**ФРАГМЕНТ СТРАНИЦЫ**
===

Добавить в цитаты Настройки чтения

Страница 17 из 52



Наш главный источник этого периода, датируемый более поздним временем, как ни странно, придерживается совершенно противоположного мнения о поэтических достижениях Нерона и его методах. Тацит проявляет по отношению к нему очень мало уважения: в этом отношении он столь же груб, как и его современник Ювенал:

«…император обратился также к поэзии, собрав вокруг себя тех, кто, обладая некоторыми способностями к стихотворству, еще не стяжал себе сколько-нибудь значительной славы. Пообедав, они усаживались все вместе и принимались связывать принесенные с собою или сочиненные тут же строки и дополнять случайные слова самого императора. Это явственно видно с первого взгляда на эти произведения, в которых нет ни порыва, ни вдохновения, ни поэтической речи». (Тацит. Анналы, XXIV, 16).

Но этой мысли, что поэмы Нерона были лишь некоей послеобеденной забавой, осуществляемой совместными усилиями, явно противоречит Светоний:

«…он обратился к поэзии, сочиняя стихи охотно и без труда. Не правы те, кто думает, будто он выдавал чужие сочинения за свои: я держал в руках таблички и тетрадки с самыми известными его стихами, начертанными его собственной рукой, и видно было, что они не переписаны с книги или с голоса, а писались тотчас, как придумывались и сочинялись – столько в них помарок, поправок и вставок» (Светоний. Нерон, 52).

Светоний здесь на удивление настойчив и, кажется, намеренно хочет исправить впечатление, которое создает его современник Тацит, а это он предпринимает очень редко. И определенно версии Светония нужно отдать предпочтение, отчасти из-за обстоятельности его сообщения, а отчасти потому, что предубеждения Тацита чрезвычайно ясны. Происходя из римского города на юге Франции или севере Италии, он строго отражает местное, пуританское, провинциальное отношение к искусству – более древнеримское, чем у самих римлян. Нерон основательно грешит против такого консерватизма, и не только своим пением, лицедейством и танцами, но еще и своим стихосложением. Единственной формой литературы, которая долгое время считалась социально корректной для римского высшего класса, было ораторское искусство. Тацит едко отмечает, что Нерон был первым правителем, который нуждался в том, чтобы его речи писал за него кто-то другой: император, который умел писать себе речи, пользовался бы всеобщим уважением. Но поэзия не столь важна; и когда Тацит пишет о своем современнике Домициане, которого он одержимо ненавидел, то для своих насмешек он намеренно выбрал его мнимое знание поэзии среди других форм литературы. Общественным деятелям полагается заниматься более серьезными вещами; и поэтому Ювенал высмеивает поэтов-любителей. Но как раз Нерона вряд ли можно назвать любителем! Он не только упражнялся в стихосложении, но действительно ревностно относился к этому предмету – вот над этим можно было бы и посмеяться. Август, как обычно, показал здравое отношение к общественному мнению и выразил точку зрения аристократии, когда заметил с легкой усмешкой, что и сам начал писать трагедию в стихах – «Аякс», но не дал себе труда закончить ее.

«За трагедию он было взялся с большим пылом, но не совладал с трагическим слогом и уничтожил написанное; а на вопрос друзей, что поделывает его Аякс, он ответил, что Аякс бросился на свою губку» (Светоний. Божественный Август, 85).

===

**ИСХОДНЫЕ ДАННЫЕ**
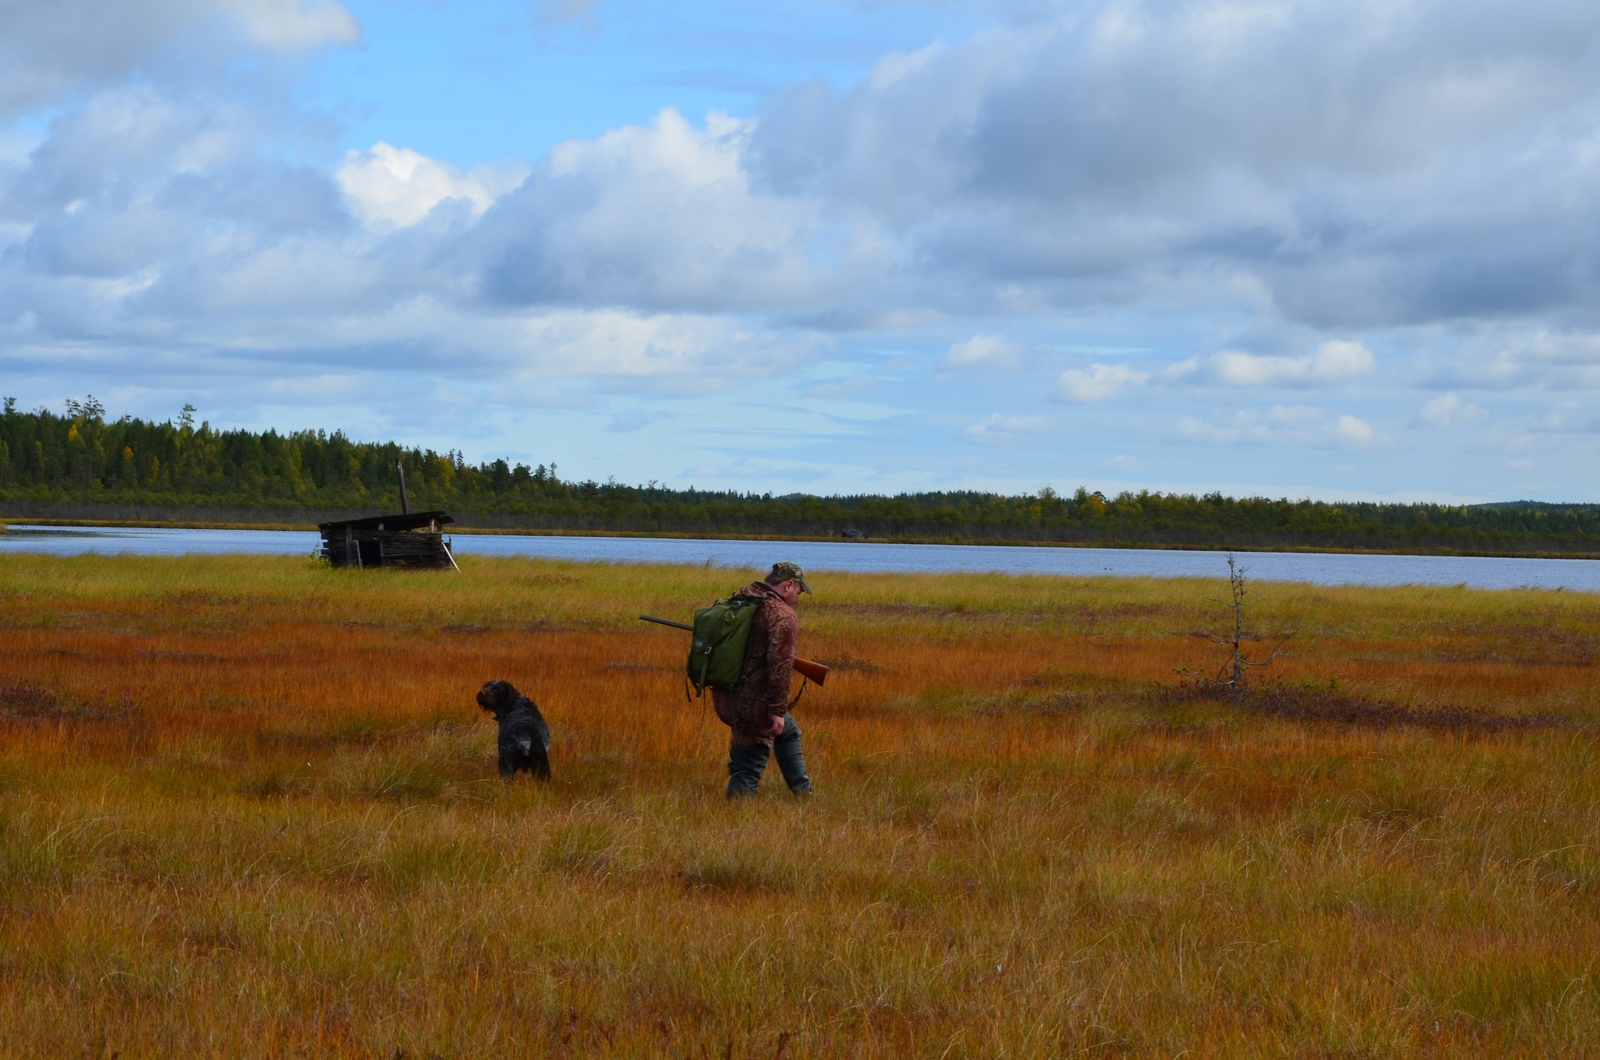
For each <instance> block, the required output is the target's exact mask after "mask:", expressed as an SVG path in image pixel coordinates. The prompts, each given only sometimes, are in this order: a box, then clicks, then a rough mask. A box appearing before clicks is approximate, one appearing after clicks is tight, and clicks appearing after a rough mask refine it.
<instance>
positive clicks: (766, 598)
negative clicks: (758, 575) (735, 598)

===

**ЧТО СДЕЛАТЬ**
a - Что, согласно отрывку о поэзии Нерона, ответил Август друзьям на вопрос о том, что поделывает его Аякс?
b - Напишите продолжение отрывка о поэзии Нерона, начиная сразу после его последнего предложения.

**ОТВЕТЫ НА ЗАДАНИЯ**
a - Август ответил, что Аякс бросился на свою губку.

b -
После смерти Агриппины Сенека, Бурр и остальные члены императорского совета оказались неспособными удержать Нерона от сцены. Поэтому они сконцентрировали свои усилия на том, что действительно казалось достижимым, а именно, чтобы его зрителями были избранные люди, а представления с его участием проходили в узком кругу в собственном театре в Ватиканских садах на противоположной стороне Тибра. Было решено, что для дебюта императора на сцене самыми подходящими будут выступления под названием «Ювеналии». Едва ли было возможно полностью исключить греческое влияние, но было решено отвлечь от него внимание объяснениями, что эти игры к тому же содержат и сильный римский дух. Это событие носило религиозный характер и было посвящено благоденствию императора. Оно проводилось под покровительством прекрасной древнеримской богини Юности (Ювенты), чей культ связан с мужественностью и военным искусством. Ювента была богиней juvenes – молодых людей призывного возраста. Поводом к представлению «Ювеналии» послужило первое бритье бороды Нероном, что было древним семейным праздником римлян. Следовательно, повод отличался своим интимным, домашним, традиционным характером. Итак, в сопровождении жертвенных волов Нерон положил свою в первый раз сбритую бороду в ларец из золота, украшенный жемчугом, и посвятил богам в храме Юпитера на Капитолийском холме. Писатель Петроний, похоже, ходил по тонкому льду, когда, вскоре после этого, изобразил, как его нелепый Трималхион тоже положил свою бороду в золотой ларец и посвятил богам в личном храме.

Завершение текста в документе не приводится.